In the aftermath of the Cold War, the United States Army confronted a profound shift in its threat environment. The likelihood of large-scale, state-on-state wars requiring massive armoured formations receded, while regional crises multiplied and the demand for rapid intervention capabilities increased. At the same time, non-traditional and asymmetric forms of warfare became more prominent. Although the 1991 Gulf War demonstrated the decisive power of heavy formations, subsequent operational experience throughout the 1990s exposed their structural limitations-particularly in strategic mobility, deployment speed, and adaptability to diverse and fluid theatres of operation.

Against this backdrop, the U.S. Army launched its institutional Army Transformation programme in the early 2000s under the leadership of then Chief of Staff General Eric Shinseki. This effort led to the adoption of Brigade Combat Teams (BCTs) as the Army’s core manoeuvre unit: standardised, modular, and capable of relatively independent deployment. The BCT concept integrated infantry, armour, aviation, fire support, and sustainment elements within a single, flexible formation that could be tailored to mission requirements and operating environments.

----------------

(Action item A):
Decide whether each statement agrees with the Army transformation passage, and for each one quote the words that settle it: (i) The 1991 Gulf War showed that heavy formations could be decisive. (ii) The Army Transformation program started in the early 1990s. (iii) Aviation was excluded from the BCT concept.
(Action item B):
Use the Army transformation passage to answer these questions:
(i) In what three areas did operations in the 1990s show that heavy formations were limited?
(ii) Who was the Chief of Staff leading the Army Transformation program?
(iii) What role did Brigade Combat Teams take within the Army?
(Action item C):
Proceed with the Army transformation passage, starting right after its final sentence.
The listing that comes next is separate material and is unrelated to the Army transformation passage.

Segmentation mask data
----------------

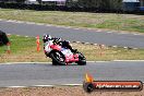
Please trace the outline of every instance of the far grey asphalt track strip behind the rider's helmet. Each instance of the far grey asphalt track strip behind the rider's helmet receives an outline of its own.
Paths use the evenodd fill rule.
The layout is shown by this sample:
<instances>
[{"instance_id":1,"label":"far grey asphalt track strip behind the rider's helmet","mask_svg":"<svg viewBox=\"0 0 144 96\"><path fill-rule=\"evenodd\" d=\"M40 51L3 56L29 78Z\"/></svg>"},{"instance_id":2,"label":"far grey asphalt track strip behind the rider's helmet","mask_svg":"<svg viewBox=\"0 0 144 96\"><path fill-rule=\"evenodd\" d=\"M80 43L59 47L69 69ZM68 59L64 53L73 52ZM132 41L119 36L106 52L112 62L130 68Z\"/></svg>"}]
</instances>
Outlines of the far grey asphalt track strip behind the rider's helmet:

----------------

(Response area A):
(i) Yes: "the 1991 Gulf War demonstrated the decisive power of heavy formations"
(ii) No: "launched its institutional Army Transformation programme in the early 2000s"
(iii) No: "integrated infantry, armour, aviation, fire support, and sustainment elements within a single, flexible formation"

(Response area B):
(i) Strategic mobility, deployment speed, and adaptability to diverse and fluid theaters of operation.
(ii) General Eric Shinseki.
(iii) They became the Army's core maneuver unit.

(Response area C):
While this model proved well-suited to the conflicts of the early twenty-first century, it is now facing a qualitative test as the character of future warfare evolves. Emerging conflicts are increasingly multi-domain in nature, marked by unprecedented battlefield transparency, the widespread use of precision fires and unmanned systems, and the growing centrality of urban combat. These trends necessitate a reassessment of the role of ground manoeuvre forces-particularly infantry and armoured units-and raise fundamental questions about the suitability of existing organisational structures for future high-intensity, technologically complex conflicts.
War as an Organised Contest of Wills
War has long been defined as an organised contest between opposing wills-a description that remains valid in essence. Yet since the early 2010s, the methods of conducting this contest and the organisation of military power have undergone significant transformation. Following prolonged campaigns in Iraq and Afghanistan, rapid technological advances, and the return of great-power competition, Western military thinking-especially in the United States and NATO-has increasingly embraced the concept of Multi-Domain Warfare or Multi-Domain Operations.
Between roughly 2015 and 2018, this concept emerged as a doctrinal response to an operational environment characterised by deep interdependence across domains. Land warfare can no longer be viewed as a self-contained sphere. Instead, it forms part of an integrated system encompassing land, air, and maritime domains, alongside cyber and space, as well as the information and cognitive domain that targets perception, decision-making, and situational awareness.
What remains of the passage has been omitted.